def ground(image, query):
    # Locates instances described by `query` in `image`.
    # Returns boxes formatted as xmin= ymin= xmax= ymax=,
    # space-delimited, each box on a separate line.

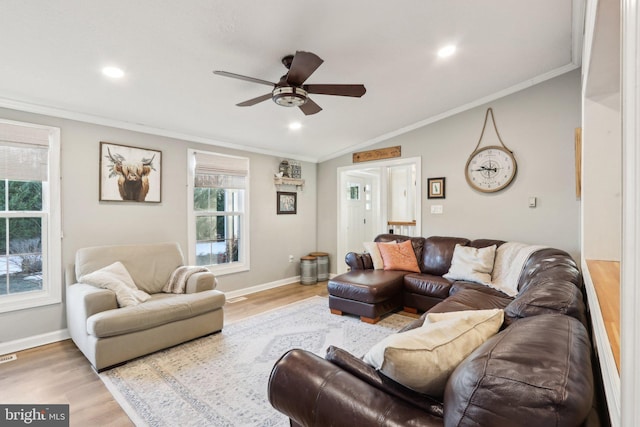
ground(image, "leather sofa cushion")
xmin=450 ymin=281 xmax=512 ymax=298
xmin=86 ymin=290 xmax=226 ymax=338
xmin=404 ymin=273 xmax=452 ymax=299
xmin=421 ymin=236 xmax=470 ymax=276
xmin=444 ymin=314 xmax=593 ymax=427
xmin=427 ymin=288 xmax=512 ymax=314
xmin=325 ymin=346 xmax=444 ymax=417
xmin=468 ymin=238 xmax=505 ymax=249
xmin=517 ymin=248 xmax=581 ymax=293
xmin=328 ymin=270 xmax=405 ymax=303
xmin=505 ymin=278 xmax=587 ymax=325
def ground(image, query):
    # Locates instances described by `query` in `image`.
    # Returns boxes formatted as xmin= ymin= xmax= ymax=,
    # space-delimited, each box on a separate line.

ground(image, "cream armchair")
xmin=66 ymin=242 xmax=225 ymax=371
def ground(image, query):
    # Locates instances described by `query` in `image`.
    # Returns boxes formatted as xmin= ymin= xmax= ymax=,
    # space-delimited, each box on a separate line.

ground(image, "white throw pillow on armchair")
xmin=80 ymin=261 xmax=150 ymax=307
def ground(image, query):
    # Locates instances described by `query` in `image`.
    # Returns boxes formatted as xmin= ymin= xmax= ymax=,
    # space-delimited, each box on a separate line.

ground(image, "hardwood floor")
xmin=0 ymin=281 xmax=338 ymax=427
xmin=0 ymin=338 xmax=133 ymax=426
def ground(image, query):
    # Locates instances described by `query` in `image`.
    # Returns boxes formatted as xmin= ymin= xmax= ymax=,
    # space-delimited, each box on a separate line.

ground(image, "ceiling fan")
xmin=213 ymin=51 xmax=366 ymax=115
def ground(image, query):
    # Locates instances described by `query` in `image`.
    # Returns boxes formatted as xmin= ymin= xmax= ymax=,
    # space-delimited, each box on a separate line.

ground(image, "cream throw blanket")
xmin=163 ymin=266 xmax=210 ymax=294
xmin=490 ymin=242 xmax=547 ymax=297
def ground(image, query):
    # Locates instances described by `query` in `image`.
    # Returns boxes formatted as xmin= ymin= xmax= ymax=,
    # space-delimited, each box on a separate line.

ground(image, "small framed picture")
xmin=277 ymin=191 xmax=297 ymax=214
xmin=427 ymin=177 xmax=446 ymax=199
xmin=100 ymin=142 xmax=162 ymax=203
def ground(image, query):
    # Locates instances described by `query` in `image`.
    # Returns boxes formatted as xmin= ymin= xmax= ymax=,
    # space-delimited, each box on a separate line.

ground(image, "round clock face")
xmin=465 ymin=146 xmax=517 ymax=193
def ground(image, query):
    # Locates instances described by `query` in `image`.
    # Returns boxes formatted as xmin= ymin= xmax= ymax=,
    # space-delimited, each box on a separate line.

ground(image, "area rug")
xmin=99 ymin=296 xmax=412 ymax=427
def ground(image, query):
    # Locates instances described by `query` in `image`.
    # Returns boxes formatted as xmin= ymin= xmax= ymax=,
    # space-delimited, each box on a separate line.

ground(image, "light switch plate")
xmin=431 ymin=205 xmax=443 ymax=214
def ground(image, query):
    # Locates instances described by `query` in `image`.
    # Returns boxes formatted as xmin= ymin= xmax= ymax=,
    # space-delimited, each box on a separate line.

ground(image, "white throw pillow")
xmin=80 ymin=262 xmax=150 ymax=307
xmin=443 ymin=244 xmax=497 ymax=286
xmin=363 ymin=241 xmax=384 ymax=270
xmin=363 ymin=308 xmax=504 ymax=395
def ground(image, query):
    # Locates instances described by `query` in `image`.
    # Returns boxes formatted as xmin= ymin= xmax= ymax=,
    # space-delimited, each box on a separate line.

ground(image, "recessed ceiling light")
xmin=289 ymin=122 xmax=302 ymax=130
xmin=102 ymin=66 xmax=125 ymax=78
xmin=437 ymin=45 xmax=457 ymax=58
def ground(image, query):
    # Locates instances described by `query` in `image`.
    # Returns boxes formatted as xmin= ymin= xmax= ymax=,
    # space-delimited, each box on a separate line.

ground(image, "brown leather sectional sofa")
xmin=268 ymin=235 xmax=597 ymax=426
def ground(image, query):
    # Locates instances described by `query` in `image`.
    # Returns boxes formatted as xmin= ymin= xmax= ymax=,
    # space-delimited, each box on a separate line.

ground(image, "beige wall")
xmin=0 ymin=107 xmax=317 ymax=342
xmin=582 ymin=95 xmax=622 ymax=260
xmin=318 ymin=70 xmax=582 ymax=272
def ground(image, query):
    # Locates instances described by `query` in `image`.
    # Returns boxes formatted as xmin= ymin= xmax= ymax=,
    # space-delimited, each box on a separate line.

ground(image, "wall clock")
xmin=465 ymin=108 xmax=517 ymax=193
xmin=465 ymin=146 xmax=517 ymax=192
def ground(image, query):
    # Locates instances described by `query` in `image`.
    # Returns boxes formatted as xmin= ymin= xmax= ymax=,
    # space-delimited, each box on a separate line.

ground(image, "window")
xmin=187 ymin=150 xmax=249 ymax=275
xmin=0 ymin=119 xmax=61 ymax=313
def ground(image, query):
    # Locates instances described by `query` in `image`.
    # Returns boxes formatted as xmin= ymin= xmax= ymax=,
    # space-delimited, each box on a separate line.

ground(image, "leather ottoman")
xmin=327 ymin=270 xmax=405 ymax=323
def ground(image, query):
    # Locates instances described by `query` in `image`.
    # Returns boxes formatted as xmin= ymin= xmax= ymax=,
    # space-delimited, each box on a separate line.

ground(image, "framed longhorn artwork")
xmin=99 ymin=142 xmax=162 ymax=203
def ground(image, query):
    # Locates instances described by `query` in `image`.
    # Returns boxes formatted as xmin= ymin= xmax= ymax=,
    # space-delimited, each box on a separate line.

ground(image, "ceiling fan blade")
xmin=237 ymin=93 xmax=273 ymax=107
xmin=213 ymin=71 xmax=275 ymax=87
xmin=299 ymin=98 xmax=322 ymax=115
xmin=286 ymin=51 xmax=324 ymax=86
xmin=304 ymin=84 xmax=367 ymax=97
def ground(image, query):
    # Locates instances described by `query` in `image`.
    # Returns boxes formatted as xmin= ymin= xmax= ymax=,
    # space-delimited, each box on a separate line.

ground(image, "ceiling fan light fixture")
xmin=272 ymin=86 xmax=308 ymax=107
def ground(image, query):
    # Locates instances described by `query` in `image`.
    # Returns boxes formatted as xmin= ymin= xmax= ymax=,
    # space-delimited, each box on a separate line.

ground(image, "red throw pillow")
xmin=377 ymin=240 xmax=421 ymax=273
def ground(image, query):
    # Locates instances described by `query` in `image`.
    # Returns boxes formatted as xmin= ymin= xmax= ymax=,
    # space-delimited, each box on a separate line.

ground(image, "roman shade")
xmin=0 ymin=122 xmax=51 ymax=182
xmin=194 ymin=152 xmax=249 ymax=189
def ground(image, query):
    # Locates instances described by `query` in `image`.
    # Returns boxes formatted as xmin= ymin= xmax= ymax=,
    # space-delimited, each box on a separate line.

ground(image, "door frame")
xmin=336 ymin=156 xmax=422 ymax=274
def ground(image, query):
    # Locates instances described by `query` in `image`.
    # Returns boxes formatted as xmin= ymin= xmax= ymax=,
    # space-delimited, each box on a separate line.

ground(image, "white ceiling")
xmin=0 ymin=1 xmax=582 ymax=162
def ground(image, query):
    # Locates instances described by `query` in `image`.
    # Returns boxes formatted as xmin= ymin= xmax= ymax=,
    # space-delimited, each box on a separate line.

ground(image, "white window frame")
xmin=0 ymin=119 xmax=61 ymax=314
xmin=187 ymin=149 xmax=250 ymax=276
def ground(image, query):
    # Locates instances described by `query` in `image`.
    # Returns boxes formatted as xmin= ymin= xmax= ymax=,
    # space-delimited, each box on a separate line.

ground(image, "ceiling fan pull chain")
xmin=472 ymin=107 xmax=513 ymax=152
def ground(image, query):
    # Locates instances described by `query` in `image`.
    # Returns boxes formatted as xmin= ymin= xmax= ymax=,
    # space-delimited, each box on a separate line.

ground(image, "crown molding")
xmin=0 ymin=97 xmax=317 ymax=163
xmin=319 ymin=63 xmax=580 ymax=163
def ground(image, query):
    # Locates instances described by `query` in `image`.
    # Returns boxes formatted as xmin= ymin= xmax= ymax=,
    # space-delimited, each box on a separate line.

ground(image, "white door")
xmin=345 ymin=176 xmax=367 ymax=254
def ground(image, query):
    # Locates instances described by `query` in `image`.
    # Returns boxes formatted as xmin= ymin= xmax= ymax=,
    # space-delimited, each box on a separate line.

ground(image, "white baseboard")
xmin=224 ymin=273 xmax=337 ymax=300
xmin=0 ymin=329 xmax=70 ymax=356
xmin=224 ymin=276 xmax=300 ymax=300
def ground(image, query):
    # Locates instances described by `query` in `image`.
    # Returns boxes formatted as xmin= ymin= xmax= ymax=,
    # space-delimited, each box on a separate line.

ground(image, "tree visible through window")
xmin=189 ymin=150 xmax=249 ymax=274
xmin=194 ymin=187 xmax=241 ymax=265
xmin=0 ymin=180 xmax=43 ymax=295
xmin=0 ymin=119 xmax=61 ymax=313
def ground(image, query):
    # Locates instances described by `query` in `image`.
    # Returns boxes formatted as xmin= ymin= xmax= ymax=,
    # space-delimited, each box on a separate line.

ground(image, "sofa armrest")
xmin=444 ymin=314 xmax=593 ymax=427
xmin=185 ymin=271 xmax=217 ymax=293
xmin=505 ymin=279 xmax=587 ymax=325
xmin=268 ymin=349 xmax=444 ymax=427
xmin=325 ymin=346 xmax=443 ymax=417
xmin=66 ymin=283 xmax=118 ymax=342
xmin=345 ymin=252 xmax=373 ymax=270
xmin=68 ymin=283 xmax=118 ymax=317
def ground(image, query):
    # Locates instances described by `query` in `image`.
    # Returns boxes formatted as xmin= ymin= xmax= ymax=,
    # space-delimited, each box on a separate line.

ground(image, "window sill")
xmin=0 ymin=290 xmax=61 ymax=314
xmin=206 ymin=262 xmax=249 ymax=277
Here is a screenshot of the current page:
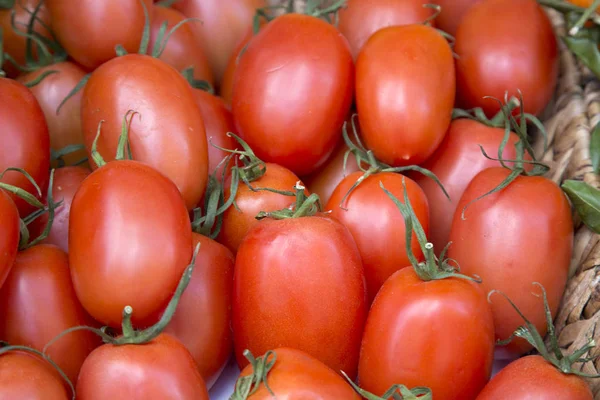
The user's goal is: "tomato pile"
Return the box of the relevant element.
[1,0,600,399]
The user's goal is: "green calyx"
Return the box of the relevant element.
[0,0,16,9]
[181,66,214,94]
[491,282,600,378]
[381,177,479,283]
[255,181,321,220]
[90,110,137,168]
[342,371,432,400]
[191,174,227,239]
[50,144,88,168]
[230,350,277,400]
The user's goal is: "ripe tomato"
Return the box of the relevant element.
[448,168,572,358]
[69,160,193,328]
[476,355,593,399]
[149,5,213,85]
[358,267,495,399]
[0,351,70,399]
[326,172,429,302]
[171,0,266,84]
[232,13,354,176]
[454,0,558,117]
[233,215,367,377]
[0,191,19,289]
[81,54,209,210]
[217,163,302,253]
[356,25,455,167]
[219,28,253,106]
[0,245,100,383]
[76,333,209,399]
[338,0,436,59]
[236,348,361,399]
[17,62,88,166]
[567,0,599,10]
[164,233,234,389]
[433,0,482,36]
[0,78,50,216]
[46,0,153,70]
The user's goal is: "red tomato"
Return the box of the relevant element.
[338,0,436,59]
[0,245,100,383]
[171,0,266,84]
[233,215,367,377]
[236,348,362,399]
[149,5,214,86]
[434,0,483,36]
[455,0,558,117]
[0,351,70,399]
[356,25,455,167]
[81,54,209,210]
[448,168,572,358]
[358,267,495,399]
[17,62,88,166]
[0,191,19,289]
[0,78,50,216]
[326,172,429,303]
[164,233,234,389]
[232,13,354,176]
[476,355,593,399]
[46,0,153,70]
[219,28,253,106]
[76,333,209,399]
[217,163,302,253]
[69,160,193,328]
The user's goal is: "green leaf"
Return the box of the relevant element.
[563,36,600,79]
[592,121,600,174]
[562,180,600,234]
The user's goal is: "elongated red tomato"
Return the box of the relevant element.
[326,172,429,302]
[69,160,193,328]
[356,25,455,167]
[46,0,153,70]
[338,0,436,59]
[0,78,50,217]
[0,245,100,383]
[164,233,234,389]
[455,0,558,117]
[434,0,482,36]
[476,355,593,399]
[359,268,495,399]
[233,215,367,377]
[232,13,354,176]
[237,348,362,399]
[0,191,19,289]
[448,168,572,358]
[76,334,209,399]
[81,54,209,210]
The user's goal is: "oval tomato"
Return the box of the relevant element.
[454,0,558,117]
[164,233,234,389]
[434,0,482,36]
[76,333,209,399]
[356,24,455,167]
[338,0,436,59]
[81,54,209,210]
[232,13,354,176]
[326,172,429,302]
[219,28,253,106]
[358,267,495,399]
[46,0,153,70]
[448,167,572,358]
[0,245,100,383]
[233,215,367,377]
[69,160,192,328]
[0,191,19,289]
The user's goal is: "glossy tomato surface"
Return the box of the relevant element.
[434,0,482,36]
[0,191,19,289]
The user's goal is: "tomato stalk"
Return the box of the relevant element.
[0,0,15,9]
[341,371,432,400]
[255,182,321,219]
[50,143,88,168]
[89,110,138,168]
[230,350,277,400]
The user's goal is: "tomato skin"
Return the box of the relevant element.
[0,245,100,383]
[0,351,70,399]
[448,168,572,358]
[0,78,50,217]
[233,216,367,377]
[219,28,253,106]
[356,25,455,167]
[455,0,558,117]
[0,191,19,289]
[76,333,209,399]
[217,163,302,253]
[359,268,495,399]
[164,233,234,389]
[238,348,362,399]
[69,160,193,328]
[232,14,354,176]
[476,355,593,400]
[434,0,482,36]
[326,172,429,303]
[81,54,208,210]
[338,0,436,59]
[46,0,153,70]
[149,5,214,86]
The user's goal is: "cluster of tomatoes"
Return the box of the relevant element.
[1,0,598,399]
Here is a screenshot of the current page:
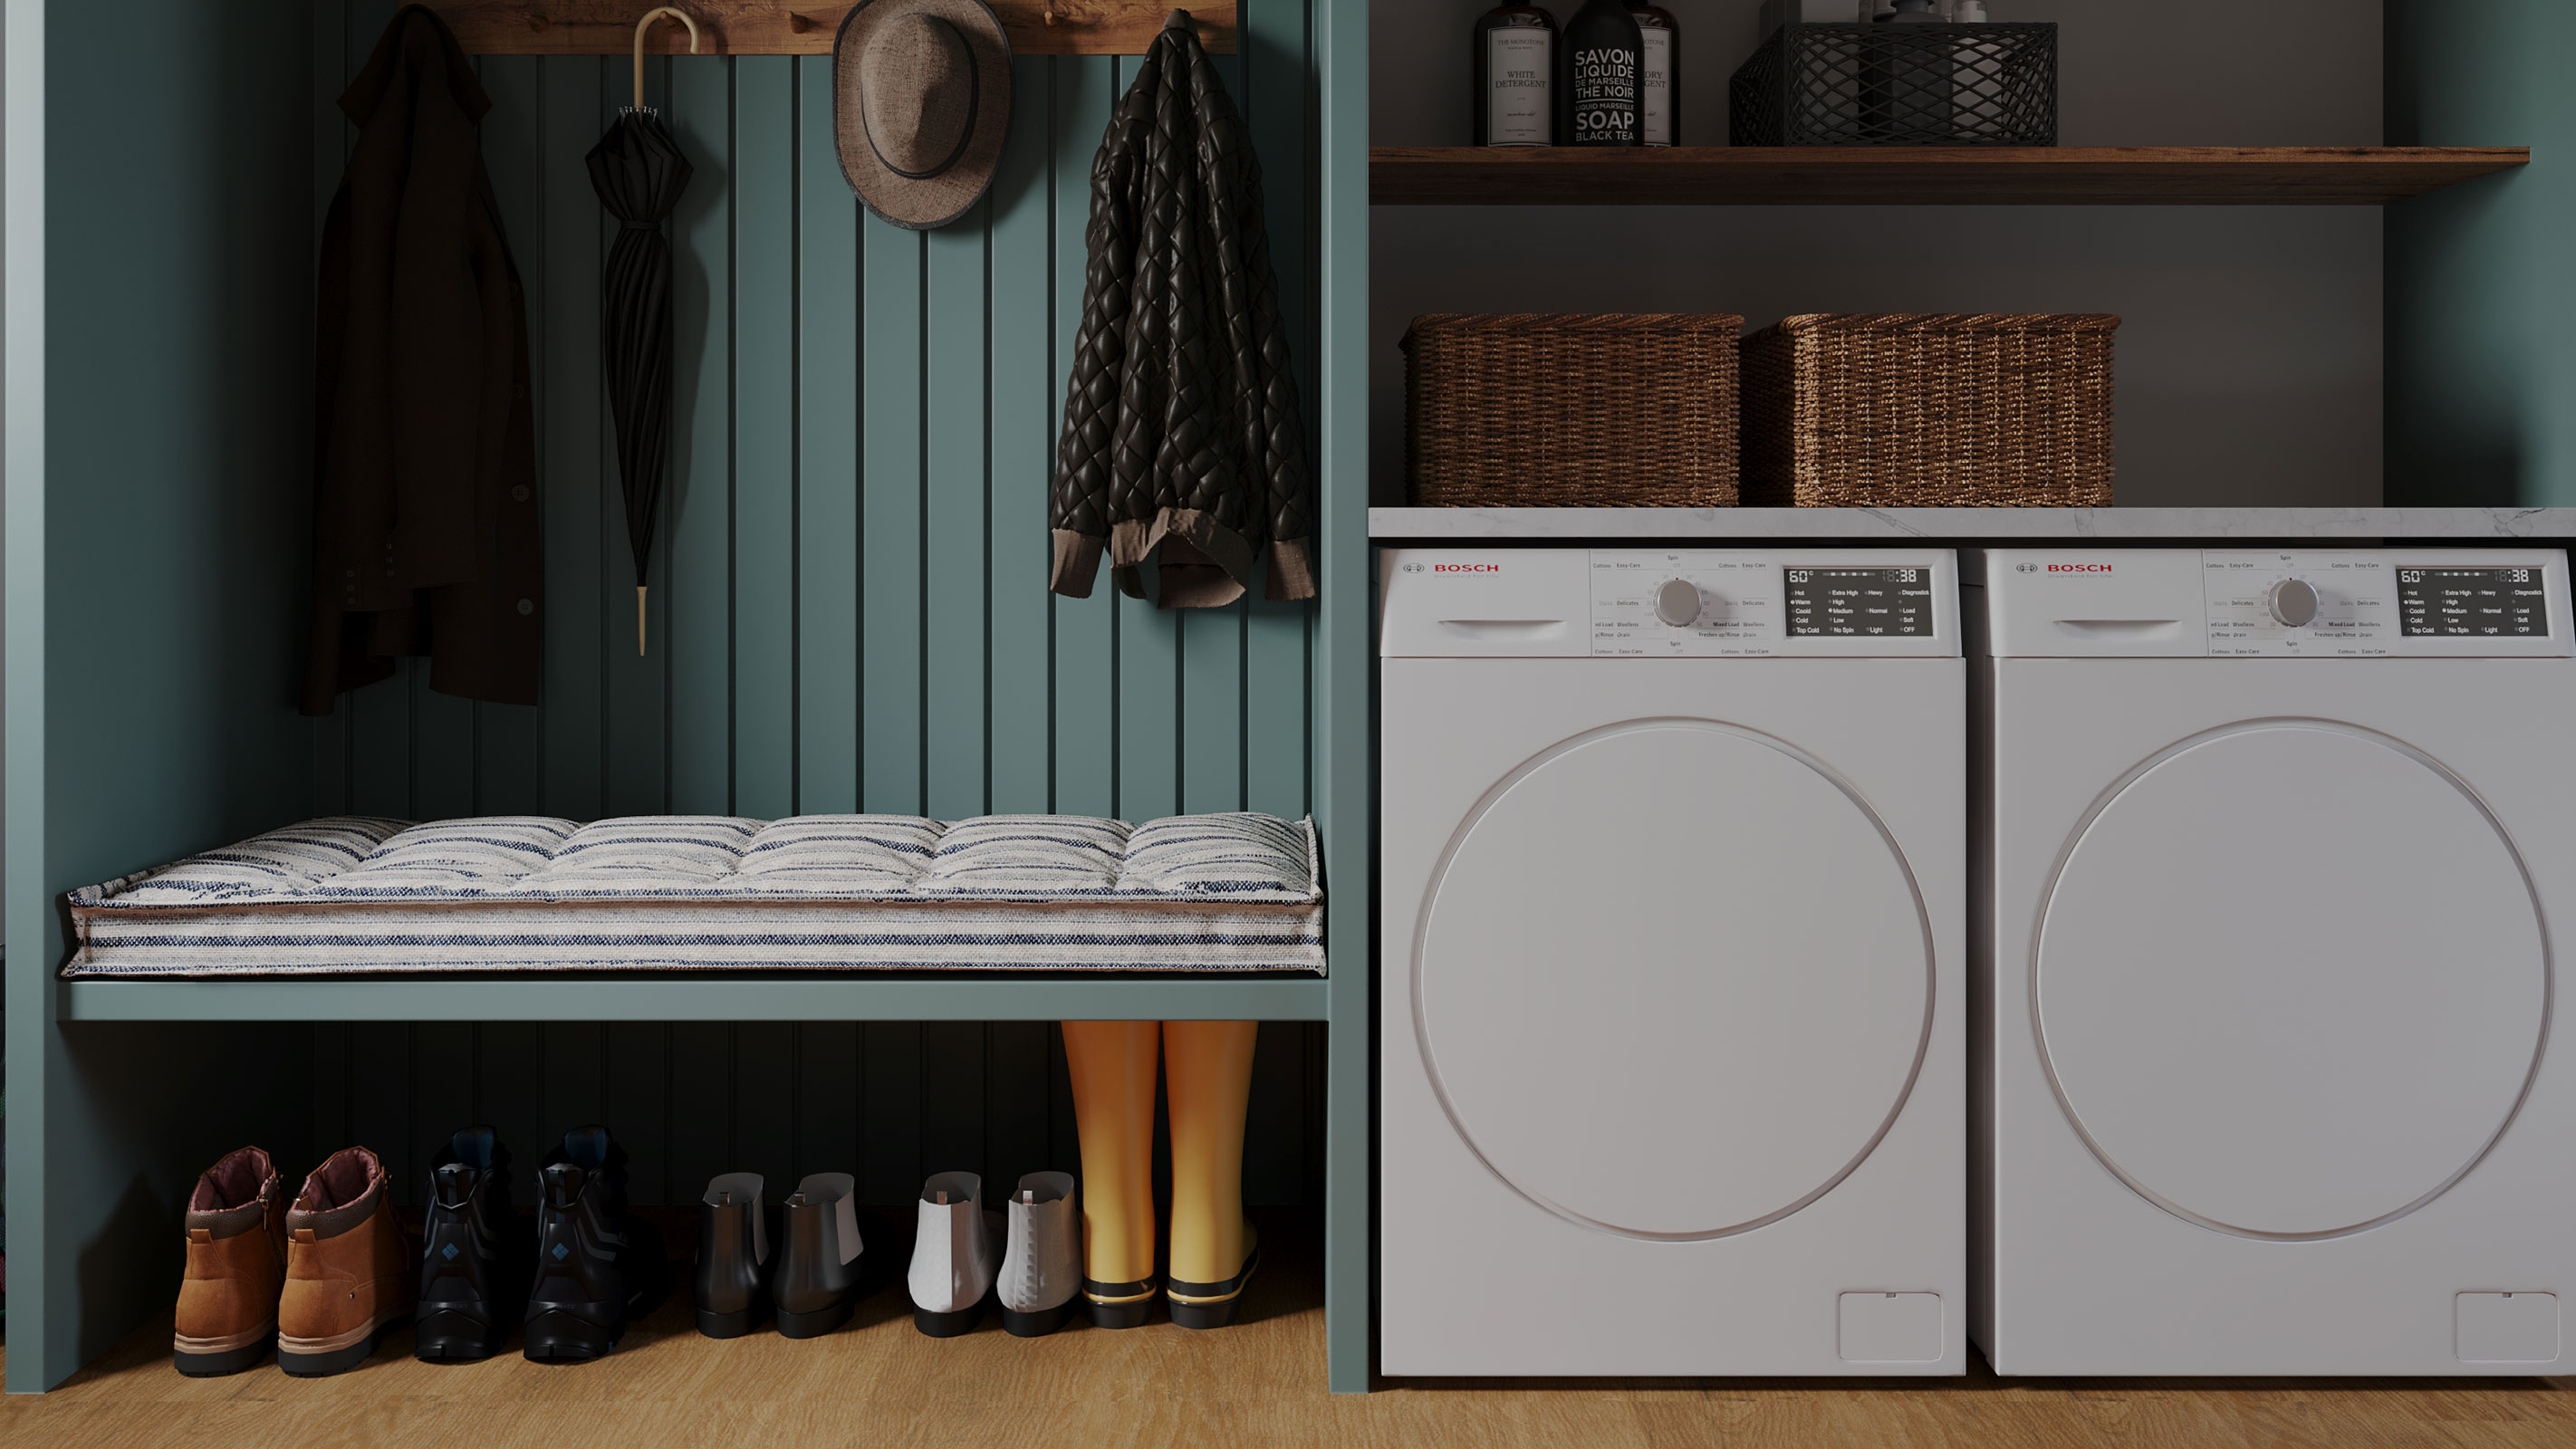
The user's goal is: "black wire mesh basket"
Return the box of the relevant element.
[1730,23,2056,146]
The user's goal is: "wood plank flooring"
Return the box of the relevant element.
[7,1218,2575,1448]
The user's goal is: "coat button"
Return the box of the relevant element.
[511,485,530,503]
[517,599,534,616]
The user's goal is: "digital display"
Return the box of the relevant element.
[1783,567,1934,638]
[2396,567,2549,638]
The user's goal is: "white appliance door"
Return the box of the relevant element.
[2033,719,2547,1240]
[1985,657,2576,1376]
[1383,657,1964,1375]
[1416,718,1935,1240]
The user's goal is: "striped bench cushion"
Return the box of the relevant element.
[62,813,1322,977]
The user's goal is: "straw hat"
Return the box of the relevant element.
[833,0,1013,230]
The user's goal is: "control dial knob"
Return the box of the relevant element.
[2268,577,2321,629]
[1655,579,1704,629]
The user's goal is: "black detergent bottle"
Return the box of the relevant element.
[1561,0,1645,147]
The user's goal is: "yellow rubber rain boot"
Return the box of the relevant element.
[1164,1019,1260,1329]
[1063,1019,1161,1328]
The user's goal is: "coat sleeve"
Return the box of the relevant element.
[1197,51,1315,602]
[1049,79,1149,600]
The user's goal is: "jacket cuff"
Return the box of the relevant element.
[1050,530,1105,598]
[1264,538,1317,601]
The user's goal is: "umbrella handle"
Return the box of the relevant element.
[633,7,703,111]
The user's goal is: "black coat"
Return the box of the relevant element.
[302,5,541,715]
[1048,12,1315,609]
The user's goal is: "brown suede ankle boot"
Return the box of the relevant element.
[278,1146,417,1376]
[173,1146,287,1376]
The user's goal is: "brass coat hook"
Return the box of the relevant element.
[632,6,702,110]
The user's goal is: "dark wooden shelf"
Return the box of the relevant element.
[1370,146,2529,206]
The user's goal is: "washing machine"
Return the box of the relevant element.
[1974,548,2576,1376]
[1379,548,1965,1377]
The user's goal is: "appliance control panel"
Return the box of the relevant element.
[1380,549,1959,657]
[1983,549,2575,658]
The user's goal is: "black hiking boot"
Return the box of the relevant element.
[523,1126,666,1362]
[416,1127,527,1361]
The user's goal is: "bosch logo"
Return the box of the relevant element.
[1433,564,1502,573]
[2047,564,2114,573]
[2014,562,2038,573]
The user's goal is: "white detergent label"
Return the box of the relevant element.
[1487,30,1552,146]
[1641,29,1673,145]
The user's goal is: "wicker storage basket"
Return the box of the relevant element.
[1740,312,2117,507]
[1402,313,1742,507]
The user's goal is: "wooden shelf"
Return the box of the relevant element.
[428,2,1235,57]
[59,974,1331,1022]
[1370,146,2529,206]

Problem description: Return each line from the data where the string "coat" can be found.

Task answer:
The user's goal is: "coat button"
The user's goal is: "coat sleeve"
The user's goal is: "black coat"
The user's goal is: "brass coat hook"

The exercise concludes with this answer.